Return to New Orleans

“FEMA, the new four-letter f-word.”

This was one of the signs I encountered minutes after leaving the New Orleans airport on a brief trip to see family this past weekend.

There’s gallows humor about too though. The Times-Picayune was running a FEMA Trailer Holiday Makeover on how to spruce up your temporary domicile despite the circumstances. This of course only applies to the areas with power since you can’t get a FEMA trailer if there’s no power in your area. I was flabbergasted to see how much of New Orleans still lacks this basic utility.

In fact, I was stunned the entire time I was there. From the shockingly understaffed emergency room at East Jefferson General Hospital (another story entirely) to the three-story high mounds of wreckage piled into the medians between boulevards to the patchwork quilt of blue FEMA tarps covering rooftops from Slidell to the bayou, there was so much more still hurting in the area than I — or most of America, I’d bet — realizes. News outlets occasionally check back and there’s the sometime blip on the political radar of Katrina fallout, but for the most part I was unprepared for the degree to which New Orleans is down for the count, seemingly for quite a while.

I had composed a draft of this post before I even arrived in NOLA. I was going to put into words my feeling that Mardi Gras should go ahead full steam this year as a show of the vitality of the city. I’ve scrapped that draft, filed away for some time in the future. New Orleans is not ready. The city is non-functional. Sure the airport is open, but it is ghostly. Only a few gates and a fraction of the concessions are operational. There’s a palpable pall the moment you set foot in the terminal. Driving into the city proper is horrific. Destroyed cars have been towed to the center of I-10, a vast graveyard of corroded metal. The West End, like much of Orleans Parish, is in total ruin. Cryptic FEMA spray-painted symbols adorn every home — and all are abandoned. Doors open, high water mark stains clearly visible, entire neighborhoods are empty. Houses lean and lurch from the foundation damage. Every street intersection — where the traffic lights, if upright, are still not working — is cluttered with makeshift signage for all manner of assistance: tree-shredding, gutting, roofwork, and generic disaster relief services. Yet, basic services are unemployed. (When was the last time you saw a Jiffy Lube offering a signing bonus?) Church steeples point horizontal, straight at the ground still somehow attached, or have impaled parking lots in front of the places of worship. And the trash. By one count there is 34 years worth of rubbish to be hauled away. Junk is literally everywhere, even in the higher-ground neighborhoods relatively untouched by the water.

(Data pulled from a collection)
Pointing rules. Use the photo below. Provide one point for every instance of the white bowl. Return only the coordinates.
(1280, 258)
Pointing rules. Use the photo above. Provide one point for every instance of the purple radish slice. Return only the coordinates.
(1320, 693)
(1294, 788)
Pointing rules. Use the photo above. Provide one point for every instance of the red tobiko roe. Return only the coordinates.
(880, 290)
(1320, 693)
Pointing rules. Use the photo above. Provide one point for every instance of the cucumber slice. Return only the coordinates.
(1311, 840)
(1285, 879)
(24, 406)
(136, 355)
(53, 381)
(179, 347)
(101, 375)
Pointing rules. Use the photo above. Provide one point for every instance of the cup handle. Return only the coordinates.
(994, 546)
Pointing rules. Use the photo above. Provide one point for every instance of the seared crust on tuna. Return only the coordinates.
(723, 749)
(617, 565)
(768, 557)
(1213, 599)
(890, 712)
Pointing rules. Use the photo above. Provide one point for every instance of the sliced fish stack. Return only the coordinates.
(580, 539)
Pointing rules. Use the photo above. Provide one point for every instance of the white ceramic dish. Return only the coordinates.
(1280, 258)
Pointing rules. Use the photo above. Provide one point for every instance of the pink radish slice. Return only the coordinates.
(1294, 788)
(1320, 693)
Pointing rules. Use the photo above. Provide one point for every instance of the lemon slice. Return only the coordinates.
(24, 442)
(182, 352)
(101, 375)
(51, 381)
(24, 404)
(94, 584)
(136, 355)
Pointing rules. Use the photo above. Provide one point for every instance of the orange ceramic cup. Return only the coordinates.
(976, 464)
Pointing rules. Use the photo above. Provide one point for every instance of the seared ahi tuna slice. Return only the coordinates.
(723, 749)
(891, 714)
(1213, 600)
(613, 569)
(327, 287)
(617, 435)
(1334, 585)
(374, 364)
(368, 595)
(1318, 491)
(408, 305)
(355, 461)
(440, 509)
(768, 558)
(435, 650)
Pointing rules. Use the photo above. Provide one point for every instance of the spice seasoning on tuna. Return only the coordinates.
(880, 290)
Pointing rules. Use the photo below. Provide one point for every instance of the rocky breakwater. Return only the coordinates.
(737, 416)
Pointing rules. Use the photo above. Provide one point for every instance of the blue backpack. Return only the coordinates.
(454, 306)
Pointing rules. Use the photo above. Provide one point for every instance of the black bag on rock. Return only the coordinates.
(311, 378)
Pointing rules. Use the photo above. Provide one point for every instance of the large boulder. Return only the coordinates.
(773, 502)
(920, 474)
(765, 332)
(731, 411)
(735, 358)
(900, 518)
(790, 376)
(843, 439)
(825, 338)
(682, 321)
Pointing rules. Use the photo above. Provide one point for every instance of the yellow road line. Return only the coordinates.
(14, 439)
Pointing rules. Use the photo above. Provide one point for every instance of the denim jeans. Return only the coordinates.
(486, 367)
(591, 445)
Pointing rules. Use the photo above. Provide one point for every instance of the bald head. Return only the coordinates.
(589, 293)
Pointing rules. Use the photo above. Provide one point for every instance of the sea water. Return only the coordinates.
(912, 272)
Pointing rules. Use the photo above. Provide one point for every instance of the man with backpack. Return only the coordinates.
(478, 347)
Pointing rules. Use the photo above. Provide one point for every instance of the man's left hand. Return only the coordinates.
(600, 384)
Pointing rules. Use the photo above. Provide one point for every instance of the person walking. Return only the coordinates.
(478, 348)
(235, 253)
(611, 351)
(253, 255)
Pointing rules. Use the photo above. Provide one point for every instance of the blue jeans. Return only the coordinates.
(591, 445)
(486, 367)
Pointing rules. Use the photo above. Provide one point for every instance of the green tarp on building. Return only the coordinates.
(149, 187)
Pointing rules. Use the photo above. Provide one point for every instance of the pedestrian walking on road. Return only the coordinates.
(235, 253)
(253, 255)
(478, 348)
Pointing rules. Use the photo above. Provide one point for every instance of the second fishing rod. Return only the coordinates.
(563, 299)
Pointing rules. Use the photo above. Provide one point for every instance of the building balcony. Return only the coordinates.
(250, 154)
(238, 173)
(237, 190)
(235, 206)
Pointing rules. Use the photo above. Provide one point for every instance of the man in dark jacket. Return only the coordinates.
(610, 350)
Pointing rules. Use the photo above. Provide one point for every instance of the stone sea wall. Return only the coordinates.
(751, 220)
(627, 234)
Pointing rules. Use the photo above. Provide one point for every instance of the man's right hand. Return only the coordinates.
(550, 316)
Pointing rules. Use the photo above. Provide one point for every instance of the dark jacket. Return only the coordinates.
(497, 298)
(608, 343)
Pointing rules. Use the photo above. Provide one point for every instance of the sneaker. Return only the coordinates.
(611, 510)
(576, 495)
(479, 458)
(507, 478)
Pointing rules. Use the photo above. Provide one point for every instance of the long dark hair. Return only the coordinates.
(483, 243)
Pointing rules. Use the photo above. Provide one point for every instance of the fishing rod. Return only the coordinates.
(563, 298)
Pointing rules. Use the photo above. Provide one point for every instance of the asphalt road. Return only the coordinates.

# THE PROBLEM
Output the part of the post about returning to New Orleans from "There’s gallows humor" to "this basic utility.", copied word for word.

# TASK SOLUTION
There’s gallows humor about too though. The Times-Picayune was running a FEMA Trailer Holiday Makeover on how to spruce up your temporary domicile despite the circumstances. This of course only applies to the areas with power since you can’t get a FEMA trailer if there’s no power in your area. I was flabbergasted to see how much of New Orleans still lacks this basic utility.